● **SHORT EXERCISE**: Rewrite the listing from the line with "query: the noun phrase to segment: <item>slug's" to the line with "Trace the outline of every instance of the <item>slug's", putting "feeler" in place of "tentacle" and changing nothing else.

● **TASK INPUTS**:

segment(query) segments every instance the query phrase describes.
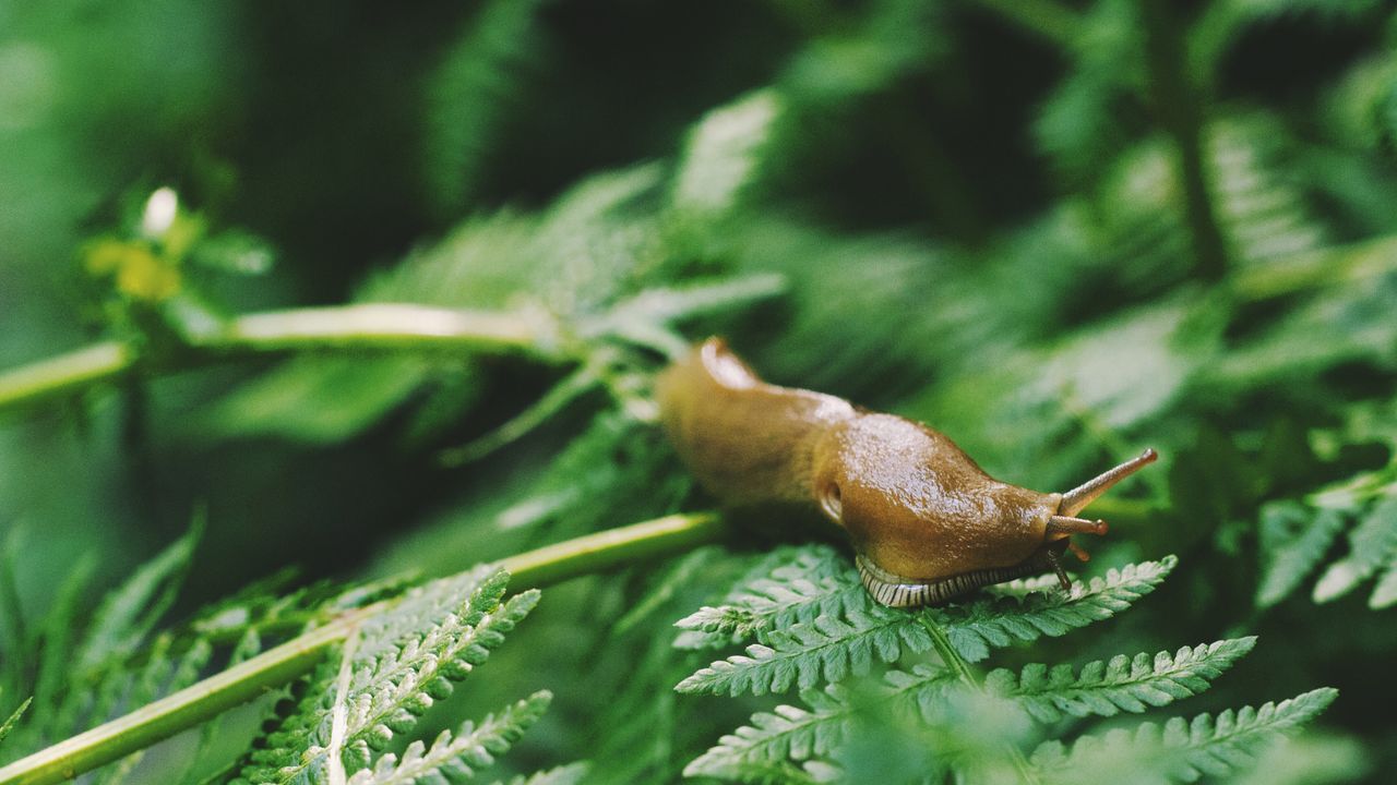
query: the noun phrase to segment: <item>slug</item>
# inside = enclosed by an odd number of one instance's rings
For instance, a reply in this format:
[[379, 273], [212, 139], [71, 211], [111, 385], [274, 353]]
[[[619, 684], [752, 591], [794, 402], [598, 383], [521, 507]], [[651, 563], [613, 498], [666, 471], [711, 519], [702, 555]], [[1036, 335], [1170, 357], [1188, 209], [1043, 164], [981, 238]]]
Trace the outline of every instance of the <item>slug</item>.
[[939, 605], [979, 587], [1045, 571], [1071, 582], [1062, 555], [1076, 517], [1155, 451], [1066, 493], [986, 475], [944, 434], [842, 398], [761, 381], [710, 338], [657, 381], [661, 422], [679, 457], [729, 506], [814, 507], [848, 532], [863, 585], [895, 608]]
---
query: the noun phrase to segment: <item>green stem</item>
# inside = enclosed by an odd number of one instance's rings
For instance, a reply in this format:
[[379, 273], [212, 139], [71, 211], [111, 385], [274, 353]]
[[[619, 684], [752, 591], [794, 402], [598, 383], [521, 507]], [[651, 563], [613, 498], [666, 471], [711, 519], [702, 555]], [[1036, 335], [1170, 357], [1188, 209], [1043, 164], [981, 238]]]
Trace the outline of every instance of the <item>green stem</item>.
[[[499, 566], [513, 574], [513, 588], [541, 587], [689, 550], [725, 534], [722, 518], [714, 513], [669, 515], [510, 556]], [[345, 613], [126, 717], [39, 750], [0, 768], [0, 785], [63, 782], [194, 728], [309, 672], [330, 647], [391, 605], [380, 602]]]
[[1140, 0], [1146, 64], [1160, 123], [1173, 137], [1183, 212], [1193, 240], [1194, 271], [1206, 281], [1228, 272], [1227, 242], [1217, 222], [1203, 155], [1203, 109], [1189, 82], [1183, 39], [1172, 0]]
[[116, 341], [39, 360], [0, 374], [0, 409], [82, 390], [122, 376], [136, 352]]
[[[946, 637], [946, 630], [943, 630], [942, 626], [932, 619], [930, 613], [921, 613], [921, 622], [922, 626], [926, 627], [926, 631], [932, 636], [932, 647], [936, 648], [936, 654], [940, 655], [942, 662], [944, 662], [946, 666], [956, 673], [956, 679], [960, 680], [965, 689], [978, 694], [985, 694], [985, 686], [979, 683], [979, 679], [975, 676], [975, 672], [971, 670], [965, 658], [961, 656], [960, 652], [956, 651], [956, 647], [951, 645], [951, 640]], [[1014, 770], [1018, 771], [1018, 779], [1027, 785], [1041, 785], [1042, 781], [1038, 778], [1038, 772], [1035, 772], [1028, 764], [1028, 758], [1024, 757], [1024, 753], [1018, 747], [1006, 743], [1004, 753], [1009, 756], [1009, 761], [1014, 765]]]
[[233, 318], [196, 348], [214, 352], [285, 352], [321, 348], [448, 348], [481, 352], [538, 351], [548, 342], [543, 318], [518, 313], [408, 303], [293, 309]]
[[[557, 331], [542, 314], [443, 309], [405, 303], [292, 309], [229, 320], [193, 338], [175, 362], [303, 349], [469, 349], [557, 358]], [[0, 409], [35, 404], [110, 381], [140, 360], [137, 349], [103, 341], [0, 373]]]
==
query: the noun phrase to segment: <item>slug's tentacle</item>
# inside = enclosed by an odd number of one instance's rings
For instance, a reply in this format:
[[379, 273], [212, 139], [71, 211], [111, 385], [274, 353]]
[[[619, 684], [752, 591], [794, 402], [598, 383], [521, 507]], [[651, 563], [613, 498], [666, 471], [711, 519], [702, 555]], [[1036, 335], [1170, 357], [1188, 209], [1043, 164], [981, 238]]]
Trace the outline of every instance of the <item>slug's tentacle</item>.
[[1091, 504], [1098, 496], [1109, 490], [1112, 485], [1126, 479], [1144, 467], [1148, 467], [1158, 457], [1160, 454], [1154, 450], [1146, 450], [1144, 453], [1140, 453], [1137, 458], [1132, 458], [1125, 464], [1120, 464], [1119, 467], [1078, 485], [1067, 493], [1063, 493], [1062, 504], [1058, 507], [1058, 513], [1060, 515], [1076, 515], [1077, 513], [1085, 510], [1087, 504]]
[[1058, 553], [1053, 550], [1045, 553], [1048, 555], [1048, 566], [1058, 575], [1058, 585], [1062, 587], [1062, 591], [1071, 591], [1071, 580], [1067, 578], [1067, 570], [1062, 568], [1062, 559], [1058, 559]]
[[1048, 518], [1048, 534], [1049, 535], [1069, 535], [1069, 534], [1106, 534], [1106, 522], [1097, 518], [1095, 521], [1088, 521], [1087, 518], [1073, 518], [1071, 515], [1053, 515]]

● **OUTPUT BELOW**:
query: the noun phrase to segment: <item>slug's feeler</item>
# inside = enclosed by an odd number of one instance's rings
For instance, a reply in this format:
[[379, 273], [212, 139], [71, 211], [111, 385], [274, 353]]
[[[619, 684], [752, 591], [794, 402], [598, 383], [521, 507]], [[651, 563], [613, 498], [666, 471], [711, 519], [702, 555]], [[1036, 335], [1170, 357], [1188, 209], [1043, 164], [981, 238]]]
Trace the outline of every instance of the <item>slug's feeler</item>.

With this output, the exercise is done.